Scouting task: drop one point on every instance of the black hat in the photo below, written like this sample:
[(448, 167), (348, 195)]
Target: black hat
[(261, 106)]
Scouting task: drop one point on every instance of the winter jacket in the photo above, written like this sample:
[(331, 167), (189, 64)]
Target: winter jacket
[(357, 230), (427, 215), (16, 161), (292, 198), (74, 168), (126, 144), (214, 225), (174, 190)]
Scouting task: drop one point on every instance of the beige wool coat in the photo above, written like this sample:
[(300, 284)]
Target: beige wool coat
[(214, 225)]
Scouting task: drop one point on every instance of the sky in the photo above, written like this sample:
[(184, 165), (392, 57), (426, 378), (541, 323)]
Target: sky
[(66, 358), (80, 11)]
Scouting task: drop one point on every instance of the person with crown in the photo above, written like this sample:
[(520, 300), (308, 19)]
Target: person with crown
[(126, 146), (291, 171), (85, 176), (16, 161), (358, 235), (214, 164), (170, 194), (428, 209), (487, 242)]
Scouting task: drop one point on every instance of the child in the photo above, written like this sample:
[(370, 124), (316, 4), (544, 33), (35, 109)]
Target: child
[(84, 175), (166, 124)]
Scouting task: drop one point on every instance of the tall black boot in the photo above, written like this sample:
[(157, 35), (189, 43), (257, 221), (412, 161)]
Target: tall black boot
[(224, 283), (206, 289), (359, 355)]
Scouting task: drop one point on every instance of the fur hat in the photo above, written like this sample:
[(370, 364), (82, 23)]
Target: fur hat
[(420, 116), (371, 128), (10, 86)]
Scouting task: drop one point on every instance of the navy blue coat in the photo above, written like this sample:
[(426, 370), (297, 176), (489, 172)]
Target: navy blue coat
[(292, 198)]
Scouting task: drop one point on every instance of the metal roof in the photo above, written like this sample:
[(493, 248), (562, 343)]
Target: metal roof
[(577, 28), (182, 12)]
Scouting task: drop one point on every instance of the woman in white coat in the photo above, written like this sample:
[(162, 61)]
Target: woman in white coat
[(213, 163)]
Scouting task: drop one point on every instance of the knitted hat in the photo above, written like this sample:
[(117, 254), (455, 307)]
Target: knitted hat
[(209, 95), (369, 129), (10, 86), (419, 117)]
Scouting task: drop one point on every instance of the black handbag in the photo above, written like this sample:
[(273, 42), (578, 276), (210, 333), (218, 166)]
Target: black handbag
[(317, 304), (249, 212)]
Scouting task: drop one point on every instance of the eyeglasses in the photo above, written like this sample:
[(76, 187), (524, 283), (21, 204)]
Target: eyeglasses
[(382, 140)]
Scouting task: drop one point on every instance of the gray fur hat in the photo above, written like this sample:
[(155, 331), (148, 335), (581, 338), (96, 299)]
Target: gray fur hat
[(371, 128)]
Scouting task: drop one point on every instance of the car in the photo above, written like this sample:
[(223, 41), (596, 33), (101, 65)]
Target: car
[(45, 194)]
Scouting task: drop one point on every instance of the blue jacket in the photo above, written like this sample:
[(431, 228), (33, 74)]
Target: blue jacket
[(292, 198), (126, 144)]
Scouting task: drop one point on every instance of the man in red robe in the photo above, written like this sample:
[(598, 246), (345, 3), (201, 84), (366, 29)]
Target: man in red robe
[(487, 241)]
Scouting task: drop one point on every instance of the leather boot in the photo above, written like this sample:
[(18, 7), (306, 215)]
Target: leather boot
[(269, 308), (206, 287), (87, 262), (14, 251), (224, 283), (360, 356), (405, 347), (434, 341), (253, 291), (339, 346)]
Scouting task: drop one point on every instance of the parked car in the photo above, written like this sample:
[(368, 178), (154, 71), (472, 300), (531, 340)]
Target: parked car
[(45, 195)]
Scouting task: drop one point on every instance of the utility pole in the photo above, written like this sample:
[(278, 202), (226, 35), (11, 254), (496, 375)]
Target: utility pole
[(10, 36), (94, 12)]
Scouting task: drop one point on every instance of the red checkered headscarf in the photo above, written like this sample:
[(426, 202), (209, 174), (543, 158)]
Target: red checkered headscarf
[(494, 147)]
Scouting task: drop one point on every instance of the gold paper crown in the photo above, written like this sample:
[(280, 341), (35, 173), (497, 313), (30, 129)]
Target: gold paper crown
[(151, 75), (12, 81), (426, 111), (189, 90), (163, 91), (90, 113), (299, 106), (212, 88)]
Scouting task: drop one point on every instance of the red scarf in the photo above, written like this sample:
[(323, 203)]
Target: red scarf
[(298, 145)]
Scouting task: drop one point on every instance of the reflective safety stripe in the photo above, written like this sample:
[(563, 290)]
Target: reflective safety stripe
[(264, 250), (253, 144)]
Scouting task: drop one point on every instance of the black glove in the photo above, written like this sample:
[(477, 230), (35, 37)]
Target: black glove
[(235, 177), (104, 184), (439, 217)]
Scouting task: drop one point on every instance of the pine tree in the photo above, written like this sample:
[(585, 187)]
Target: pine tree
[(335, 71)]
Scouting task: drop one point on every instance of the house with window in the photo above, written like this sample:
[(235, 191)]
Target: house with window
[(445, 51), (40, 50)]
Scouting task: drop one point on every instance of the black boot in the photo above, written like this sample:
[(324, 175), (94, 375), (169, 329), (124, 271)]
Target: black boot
══════
Write out the material once more so that every line matches exactly.

### RESPONSE AREA
Scouting task: drop one point on every instance of the black hat in the photo below, written like this sample:
[(448, 167), (348, 195)]
Target: black hat
[(261, 106)]
Scouting task: drop one point on every instance of the winter jacket in the photo above, written like this sample:
[(331, 167), (189, 64)]
Target: winter jacket
[(357, 230), (427, 215), (16, 161), (292, 198), (74, 168), (126, 144), (214, 225), (174, 190)]
Scouting task: drop one point on every instance of the beige wool coat in the photo above, written like this sample:
[(300, 284)]
Target: beige wool coat
[(214, 225)]
Scouting task: drop one point on every instance of the sky in the photo above, written like this sample:
[(184, 165), (392, 57), (426, 378), (541, 323)]
Target: sky
[(66, 358), (80, 11)]
Scouting task: drop one point on every instance of the person with crown in the photo above, written like this sample:
[(520, 300), (308, 19)]
Target: person with crown
[(126, 146), (291, 171), (85, 176), (16, 161), (358, 235), (214, 164), (170, 194), (428, 209), (487, 242)]
Scouting task: drop one point on every instance of the child in the photo above, written like this sample:
[(370, 124), (316, 4), (544, 33), (35, 109)]
Target: child
[(84, 175), (166, 124)]
Scouting task: drop one point on every instance of the tall black boot in the photo above, written like this sample:
[(157, 35), (189, 43), (257, 221), (412, 161)]
Target: tall black boot
[(224, 283), (206, 289), (359, 355)]
Scouting task: drop one point on every instance of the fur hat in the photo above, written like this sample:
[(370, 364), (82, 23)]
Target: fur hat
[(420, 116), (371, 128), (10, 86)]
Scouting task: drop one point on every instance of the navy blue coat in the photo above, written like this sample:
[(426, 370), (297, 176), (489, 172)]
Target: navy blue coat
[(292, 198)]
Scouting task: drop one point on every instance of the metal roof in the photo above, written like this sample:
[(493, 248), (562, 343)]
Target: metal roof
[(577, 28), (182, 12)]
Scouting task: drop one point on every instance of the woman in white coat in the photo above, written like this sample:
[(162, 61)]
Target: woman in white coat
[(213, 163)]
Scouting task: drop one point on every instance of the knitted hat in the photo above, written like this sample:
[(117, 254), (455, 307)]
Target: knitted hat
[(209, 95), (369, 129), (10, 86), (419, 117)]
Scouting task: drop one point on every instance of the black handbag in the photo above, written like this sample:
[(273, 42), (578, 276), (210, 333), (218, 166)]
Target: black handbag
[(317, 304), (249, 212)]
Scouting task: drop one point on every instance of the eyeglasses in the photo above, written like this sample:
[(76, 187), (524, 283), (21, 204)]
Target: eyeglasses
[(382, 140)]
Scouting task: drop one point on every instance of the gray fur hat in the photo above, written like this sample:
[(155, 331), (148, 335), (581, 338), (96, 299)]
Target: gray fur hat
[(371, 128)]
Scouting task: drop one point on every instance of the car in the photo above, written like this sample:
[(223, 41), (596, 33), (101, 65)]
Target: car
[(45, 194)]
Scouting task: drop one point on every instance of the blue jacket in the photo above, written like this sample:
[(431, 228), (33, 74)]
Target: blue jacket
[(292, 198), (126, 144)]
Scouting task: drop one point on every instance of the man in red robe in the photo above, written like this sample:
[(598, 246), (345, 3), (201, 84), (366, 29)]
Target: man in red robe
[(487, 241)]
Scouting task: drop one point on every instance of the leather boot in the photo above, written like this sample:
[(18, 7), (306, 215)]
Target: leather boot
[(269, 308), (206, 287), (87, 262), (14, 251), (224, 283), (360, 356), (405, 347), (434, 341), (253, 291), (339, 346)]
Scouting task: drop one point on every instance of the parked car in the photo above, written like this sample:
[(368, 178), (154, 71), (472, 300), (531, 340)]
Target: parked car
[(45, 195)]
Scouting task: drop one point on every instance of the utility pole in the photo above, written like this sample:
[(278, 202), (226, 35), (11, 254), (496, 375)]
Target: utility pole
[(10, 36), (94, 12)]
Scouting task: drop one point on every instance of the red checkered headscarf in the photo above, written like this sample:
[(426, 202), (209, 174), (543, 158)]
Target: red checkered headscarf
[(494, 147)]
Scouting task: drop one point on every instance of the gold paper crown in the photo above, written like this sample:
[(280, 341), (35, 173), (497, 313), (30, 129)]
Target: gold paper crown
[(151, 75), (12, 81), (426, 111), (189, 90), (163, 91), (90, 113), (299, 106), (212, 88)]
Scouting task: drop one point on every instance of the red scarf in the photo above, written like this sample:
[(323, 203)]
Target: red scarf
[(298, 145)]
Scouting task: drop one point on every instance of the reflective safety stripe in the photo above, written like this sample:
[(563, 290)]
Target: reflective safety stripe
[(264, 250), (253, 144)]
Scouting task: drop one point on every instance of the black glove in the photo above, written like this sample:
[(477, 230), (35, 37)]
Target: black glove
[(235, 177), (104, 184), (439, 217)]
Scouting task: drop one point on every instance of the pine tree in the photo above, written like this sample:
[(585, 187)]
Target: pine tree
[(335, 71)]
Scouting task: drop one point on every instance of the house with window in the photo above, written like this sample:
[(235, 191)]
Target: house with window
[(445, 51), (40, 50)]
Scouting task: drop one point on every instance of the black boot in the photo above, written like this sample:
[(324, 175), (94, 375), (169, 329), (124, 271)]
Target: black boot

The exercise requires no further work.